- _DOCUMENT SECTION_
╭──

Wow. Just wow. Why would anyone choose to program Ruby for 70+ hours a week
unpaid when they could launch their own Ruby web app instead? Either way you
get business experience but if you launch your own web app at least you have a
chance at revenue.

------
mattchew
Asking for half a year of full time unpaid work is asking for an awful lot. I
think it's fine to ask, but I wonder who Jono is imagining when he's thinking
of potential applicants.

------
robryan
Doing an internship that was required for completion of my course I got $10 an
hour, it was good experience and over a full time week was enough to get me by
while I did it.

There is a big difference though for most people in receiving about $400 to
reviving $0 in terms of getting by. You could justify it if you were going to
come away with a lot of new skills but to be honest here it looks like their
looking for someone who already has the skills required to do a lot of hard
work.

------
jemfinch
Unpaid internships are illegal if all of the following conditions are not met:

1\. If the training, even though it includes actual operation of the
facilities of the employer, is similar to training which would be given in a
vocational school;

2\. If the training is for the benefit of the trainee;

3\. If the trainees do not displace regular employees, but work under close
observation;

4\. If the employer that provides the training derives no immediate advantage
from the activities of the trainees and, on occasion, the employer’s
operations are actually impeded;

5\. If the trainees are not necessarily entitled to employment at the
completion of the training period;

6\. If the employer and the trainees understand that the trainees are not
entitled to wages for the time spent in training.

From
[http://www.cohenandwolf.com/CM/EmploymentLaborPublications/E...](http://www.cohenandwolf.com/CM/EmploymentLaborPublications/EmploymentLaborPublications68.asp)
. The specific provisions listed are derived from the 1947 SCOTUS case Walling
v. Portland Terminal Co., <http://supreme.justia.com/us/330/148/case.html> .

Since the "interns" are to be "working on awesome solutions to help make
Ubuntu an ever more compelling community to be a part of" it's pretty clear
that the fourth provision above is not met: Ubuntu _is_ deriving immediate
advantage from the activities of the trainees.

------
jff
Or, or, or, and this is the tough part, I could get an internship at a
national lab, working on more interesting OS stuff, for $24/hour. Damn, what
to choose.

Honestly, who does unpaid engineering internships anymore?

------
edge17
6 months of intense, hectic, and hard unpaid work? You'd learn more by
spending 6 months on your first software or web startup for probably roughly
the same cost. If you make no money, you'll still learn a ridiculous amount of
stuff in those 6 months.

------
Silhouette
I think the whole "internship" house of cards is already falling, but those
inside haven't noticed yet. For example, there has been concern expressed
recently in the UK (where there are minimum wage laws) that describing
something as an internship is being used as an attempt to circumvent those
laws. If the BBC News story was even close to accurate, then the view from
just about everyone who matters (government, trade unions, etc.) was that this
is just a con and won't stand up if challenged, and that organisations found
to be abusing the idea of internships would be removed from government
programmes.

------
luckyland
It's just simply rude.

╰──

- _EXERCISE MATERIAL_

╭──

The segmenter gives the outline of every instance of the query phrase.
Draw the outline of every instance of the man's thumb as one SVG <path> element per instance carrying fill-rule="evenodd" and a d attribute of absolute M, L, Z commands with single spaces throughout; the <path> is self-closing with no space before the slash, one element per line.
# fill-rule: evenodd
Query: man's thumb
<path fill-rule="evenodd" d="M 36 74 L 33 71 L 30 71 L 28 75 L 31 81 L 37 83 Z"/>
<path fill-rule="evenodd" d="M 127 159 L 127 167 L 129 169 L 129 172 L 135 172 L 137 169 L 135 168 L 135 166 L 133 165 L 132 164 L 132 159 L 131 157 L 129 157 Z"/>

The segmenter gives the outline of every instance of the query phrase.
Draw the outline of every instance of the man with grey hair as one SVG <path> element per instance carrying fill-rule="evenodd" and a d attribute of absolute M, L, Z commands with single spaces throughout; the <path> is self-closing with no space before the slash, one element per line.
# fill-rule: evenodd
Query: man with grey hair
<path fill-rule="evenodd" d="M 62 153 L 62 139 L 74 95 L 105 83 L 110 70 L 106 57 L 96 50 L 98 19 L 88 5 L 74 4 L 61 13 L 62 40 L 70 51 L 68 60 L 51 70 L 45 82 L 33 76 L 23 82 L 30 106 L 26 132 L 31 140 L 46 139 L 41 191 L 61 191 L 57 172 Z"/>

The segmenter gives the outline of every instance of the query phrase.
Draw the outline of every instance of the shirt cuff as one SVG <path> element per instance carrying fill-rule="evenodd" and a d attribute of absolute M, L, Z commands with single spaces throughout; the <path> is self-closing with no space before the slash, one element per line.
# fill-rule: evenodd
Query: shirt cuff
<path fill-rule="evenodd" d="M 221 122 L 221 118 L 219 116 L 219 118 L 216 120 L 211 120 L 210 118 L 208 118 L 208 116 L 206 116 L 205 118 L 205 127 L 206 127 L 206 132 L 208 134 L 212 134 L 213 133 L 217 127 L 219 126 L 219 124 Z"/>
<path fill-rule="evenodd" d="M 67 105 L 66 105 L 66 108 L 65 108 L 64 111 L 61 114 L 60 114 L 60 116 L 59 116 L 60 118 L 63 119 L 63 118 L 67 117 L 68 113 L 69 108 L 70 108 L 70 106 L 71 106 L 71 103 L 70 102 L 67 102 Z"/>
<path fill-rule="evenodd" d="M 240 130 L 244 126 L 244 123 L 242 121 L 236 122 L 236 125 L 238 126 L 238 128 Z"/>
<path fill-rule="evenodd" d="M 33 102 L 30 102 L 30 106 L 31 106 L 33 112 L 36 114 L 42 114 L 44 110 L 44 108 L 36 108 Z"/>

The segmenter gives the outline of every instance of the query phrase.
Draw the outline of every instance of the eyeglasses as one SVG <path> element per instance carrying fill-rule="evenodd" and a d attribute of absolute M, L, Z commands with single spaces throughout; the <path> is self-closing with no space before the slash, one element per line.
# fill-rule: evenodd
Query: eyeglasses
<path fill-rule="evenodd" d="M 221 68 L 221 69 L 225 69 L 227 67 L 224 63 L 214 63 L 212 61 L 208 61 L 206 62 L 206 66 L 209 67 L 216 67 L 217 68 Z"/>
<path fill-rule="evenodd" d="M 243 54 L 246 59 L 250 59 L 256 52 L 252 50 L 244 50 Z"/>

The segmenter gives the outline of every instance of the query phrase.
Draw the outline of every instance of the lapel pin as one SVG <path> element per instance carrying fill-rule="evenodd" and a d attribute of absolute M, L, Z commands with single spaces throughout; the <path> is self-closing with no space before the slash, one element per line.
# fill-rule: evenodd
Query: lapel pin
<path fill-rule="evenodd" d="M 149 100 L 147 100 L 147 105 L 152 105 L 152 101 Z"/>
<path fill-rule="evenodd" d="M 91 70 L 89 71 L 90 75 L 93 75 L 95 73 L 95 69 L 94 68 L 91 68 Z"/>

╰──

- _REQUIREMENT 1_
Revise the passage of the thread on unpaid internships starting with "6\. If the employer" and going on through "Co., <http://supreme.justia.com/us/330/148/case.html> .", replacing "trainees" with "interns".
- _REQUIREMENT 2_
Return each line of the records that contains the string "self".

- _FULL RESPONSE 1_
6\. If the employer and the interns understand that the interns are not
entitled to wages for the time spent in training.

From
[http://www.cohenandwolf.com/CM/EmploymentLaborPublications/E...](http://www.cohenandwolf.com/CM/EmploymentLaborPublications/EmploymentLaborPublications68.asp)
. The specific provisions listed are derived from the 1947 SCOTUS case Walling
v. Portland Terminal Co., <http://supreme.justia.com/us/330/148/case.html> .

- _FULL RESPONSE 2_
Draw the outline of every instance of the man's thumb as one SVG <path> element per instance carrying fill-rule="evenodd" and a d attribute of absolute M, L, Z commands with single spaces throughout; the <path> is self-closing with no space before the slash, one element per line.
Draw the outline of every instance of the man with grey hair as one SVG <path> element per instance carrying fill-rule="evenodd" and a d attribute of absolute M, L, Z commands with single spaces throughout; the <path> is self-closing with no space before the slash, one element per line.
Draw the outline of every instance of the shirt cuff as one SVG <path> element per instance carrying fill-rule="evenodd" and a d attribute of absolute M, L, Z commands with single spaces throughout; the <path> is self-closing with no space before the slash, one element per line.
Draw the outline of every instance of the eyeglasses as one SVG <path> element per instance carrying fill-rule="evenodd" and a d attribute of absolute M, L, Z commands with single spaces throughout; the <path> is self-closing with no space before the slash, one element per line.
Draw the outline of every instance of the lapel pin as one SVG <path> element per instance carrying fill-rule="evenodd" and a d attribute of absolute M, L, Z commands with single spaces throughout; the <path> is self-closing with no space before the slash, one element per line.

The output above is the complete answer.